## Work instruction A
According to the gene expression programming text, what is the key difference between GEP and other evolutionary algorithms like GP?
## Work instruction B
Continue the gene expression programming text from its last algorithm step onward.

## Excerpted text
○ ○ ○ ○

Gene Expression Programming

Gene Expression Programming #

Name #

Gene Expression Programming (GEP)

Taxonomy #

Gene Expression Programming is a branch of Evolutionary Computation, which falls under the umbrella of Computational Intelligence and Biologically Inspired Computation. It is closely related to Genetic Programming (GP) and Genetic Algorithms (GA).

  • Computational Intelligence
    • Biologically Inspired Computation
      • Evolutionary Computation
        • Evolutionary Algorithms
          • Genetic Algorithms (GA)
          • Genetic Programming (GP)
            • Gene Expression Programming (GEP)

Strategy #

Gene Expression Programming is an evolutionary algorithm that evolves computer programs or mathematical expressions to solve a given problem. The key difference between GEP and other evolutionary algorithms like GP is the separation of genotype and phenotype.

Genotype-Phenotype Separation #

In GEP, individuals are encoded as linear strings of fixed length (genotype), which are then translated into expression trees (phenotype) of different sizes and shapes. This separation allows for the creation of multiple genes, each encoding a sub-expression tree. The genes are then linked together to form a more complex multi-subunit expression.

Genetic Operators #

GEP employs genetic operators similar to those used in GA and GP, such as mutation, transposition, and recombination. These operators are applied to the linear genotype, which is then translated into the expression tree for fitness evaluation.

Fitness Evaluation #

The fitness of each individual is evaluated based on how well the expression tree solves the given problem. This is typically done by executing the expression tree on a set of training data and measuring the error or deviation from the expected output.

Selection and Reproduction #

Individuals are selected for reproduction based on their fitness, with higher-fitness individuals having a greater chance of being selected. The selected individuals then undergo genetic operations to create the next generation of candidate solutions.

Procedure #

Data Structures #

  • Chromosome: A linear string of fixed length representing the genotype of an individual.
  • Gene: A substring of the chromosome that encodes an expression tree.
  • Expression Tree: A tree-like structure representing the phenotype of an individual, which can be executed to solve the problem.

Parameters #

  • Population Size: The number of individuals in each generation.
  • Number of Generations: The maximum number of iterations the algorithm will run.
  • Mutation Rate: The probability of a gene undergoing mutation.
  • Transposition Rate: The probability of a gene undergoing transposition.
  • Recombination Rate: The probability of two individuals exchanging genetic material.

Algorithm Steps #

  1. Initialize the population with random chromosomes.
  2. While the termination criteria are not met, do:
    1. For each individual in the population:
      1. Translate the chromosome into an expression tree.
      2. Execute the expression tree on the training data.
      3. Calculate the fitness of the individual based on its performance.
    2. Select individuals for reproduction based on their fitness.
    3. Apply genetic operators (mutation, transposition, recombination) to the selected individuals to create a new generation.
    4. Replace the current population with the new generation.
  3. Return the best individual found during the search.

○ ○ ○ ○

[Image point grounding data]
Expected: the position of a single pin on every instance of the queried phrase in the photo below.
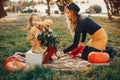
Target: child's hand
(60, 53)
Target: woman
(80, 26)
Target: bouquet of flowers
(48, 38)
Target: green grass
(13, 39)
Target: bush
(97, 8)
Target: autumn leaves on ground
(13, 32)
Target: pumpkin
(13, 64)
(98, 57)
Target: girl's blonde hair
(72, 22)
(30, 20)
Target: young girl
(80, 26)
(33, 33)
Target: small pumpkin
(98, 57)
(13, 64)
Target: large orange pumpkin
(13, 64)
(98, 57)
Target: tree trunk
(108, 10)
(2, 11)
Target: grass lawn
(13, 34)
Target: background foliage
(13, 34)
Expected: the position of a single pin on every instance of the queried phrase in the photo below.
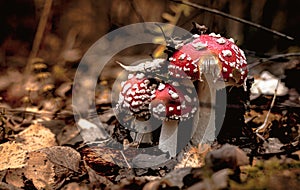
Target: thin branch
(40, 32)
(253, 64)
(125, 159)
(264, 125)
(233, 18)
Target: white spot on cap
(126, 87)
(140, 75)
(175, 83)
(196, 36)
(174, 95)
(182, 56)
(187, 98)
(186, 69)
(226, 53)
(130, 76)
(221, 41)
(232, 64)
(159, 108)
(161, 86)
(231, 40)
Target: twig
(39, 33)
(233, 18)
(264, 125)
(255, 63)
(125, 159)
(137, 12)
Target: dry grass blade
(39, 33)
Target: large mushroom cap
(210, 54)
(172, 103)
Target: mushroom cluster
(214, 62)
(143, 97)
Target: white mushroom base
(204, 131)
(168, 137)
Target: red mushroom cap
(172, 103)
(211, 54)
(136, 95)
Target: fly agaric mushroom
(171, 105)
(213, 60)
(136, 95)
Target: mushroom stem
(168, 137)
(205, 130)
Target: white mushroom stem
(168, 137)
(204, 131)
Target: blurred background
(83, 22)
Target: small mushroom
(216, 62)
(136, 95)
(171, 105)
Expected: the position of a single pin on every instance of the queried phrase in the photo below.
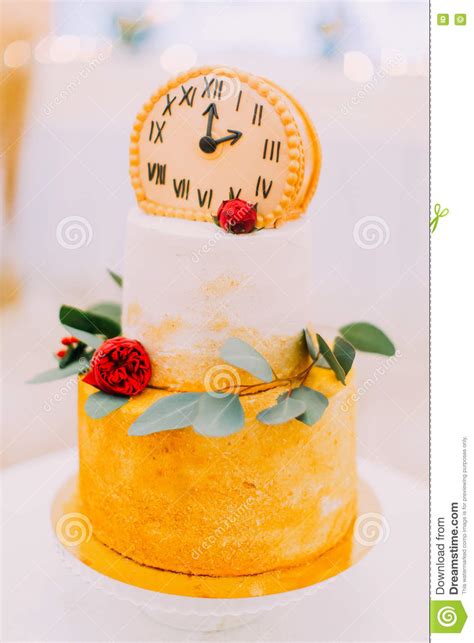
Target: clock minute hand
(233, 136)
(211, 110)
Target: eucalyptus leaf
(368, 338)
(310, 344)
(116, 277)
(110, 309)
(88, 321)
(344, 353)
(73, 353)
(219, 415)
(316, 404)
(59, 373)
(87, 338)
(321, 362)
(100, 404)
(238, 353)
(286, 409)
(331, 359)
(172, 412)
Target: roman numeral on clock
(188, 95)
(168, 104)
(157, 173)
(232, 194)
(181, 188)
(264, 186)
(207, 88)
(271, 150)
(158, 136)
(204, 196)
(257, 114)
(214, 84)
(238, 101)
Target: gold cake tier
(265, 498)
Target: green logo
(447, 617)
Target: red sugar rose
(120, 366)
(237, 216)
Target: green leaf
(368, 338)
(100, 404)
(344, 353)
(73, 353)
(88, 321)
(58, 373)
(286, 409)
(87, 338)
(322, 363)
(316, 404)
(310, 344)
(219, 415)
(331, 360)
(110, 309)
(239, 353)
(117, 278)
(171, 412)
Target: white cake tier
(189, 285)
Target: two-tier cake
(216, 426)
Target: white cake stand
(175, 599)
(44, 600)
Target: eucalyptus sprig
(91, 327)
(220, 413)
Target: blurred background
(73, 76)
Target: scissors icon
(439, 214)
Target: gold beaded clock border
(295, 148)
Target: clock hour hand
(233, 136)
(211, 111)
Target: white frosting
(189, 285)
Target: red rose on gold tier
(120, 366)
(237, 216)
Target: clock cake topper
(216, 133)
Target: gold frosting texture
(266, 498)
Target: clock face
(208, 137)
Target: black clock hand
(233, 136)
(211, 110)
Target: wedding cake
(216, 425)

○ ○ ○ ○

## Task output A
The separation of genotype and phenotype.

## Task output B
Considerations #

Advantages #

  • Separates genotype and phenotype, allowing for more flexible and efficient search.
  • Can evolve complex, multi-subunit expressions.
  • Employs a simple, linear genotype representation.

Disadvantages #

  • Requires careful design of the function and terminal sets for the problem domain.
  • May suffer from bloat, where the size of the expressions grows without a corresponding improvement in fitness.
  • Can be computationally expensive, especially for large populations and long chromosomes.

Heuristics #

Function and Terminal Sets #

  • Choose functions and terminals that are relevant and sufficient for the problem domain.
  • Include a diverse set of functions to allow for the evolution of complex expressions.
  • Ensure the function and terminal sets are closed, meaning that any function can accept as input the output of any other function or terminal.

Population Size and Generations #

  • Use a population size that balances diversity and computational efficiency. Typical values range from 50 to 1000 individuals.
  • Set the number of generations based on the complexity of the problem and the available computational resources. Monitor the fitness progress to determine if additional generations are needed.

Genetic Operator Rates #

  • Start with a mutation rate around 0.1 and adjust based on the problem and population diversity.
  • Use a lower transposition rate, around 0.05, to introduce small variations in the expression structure.
  • Set the recombination rate around 0.7 to encourage the exchange of genetic material between individuals.

Fitness Function #

  • Design a fitness function that accurately measures the performance of the individuals on the problem.
  • Consider using a multi-objective fitness function to balance multiple criteria, such as accuracy and expression complexity.
  • Normalize the fitness values to ensure a fair comparison between individuals.

Termination Criteria #

  • Set a maximum number of generations as a stopping condition to prevent indefinite running.
  • Monitor the fitness progress and stop the algorithm if no significant improvement is observed over a certain number of generations.
  • Include a target fitness value as a termination criterion, stopping the algorithm once an individual reaches or exceeds this value.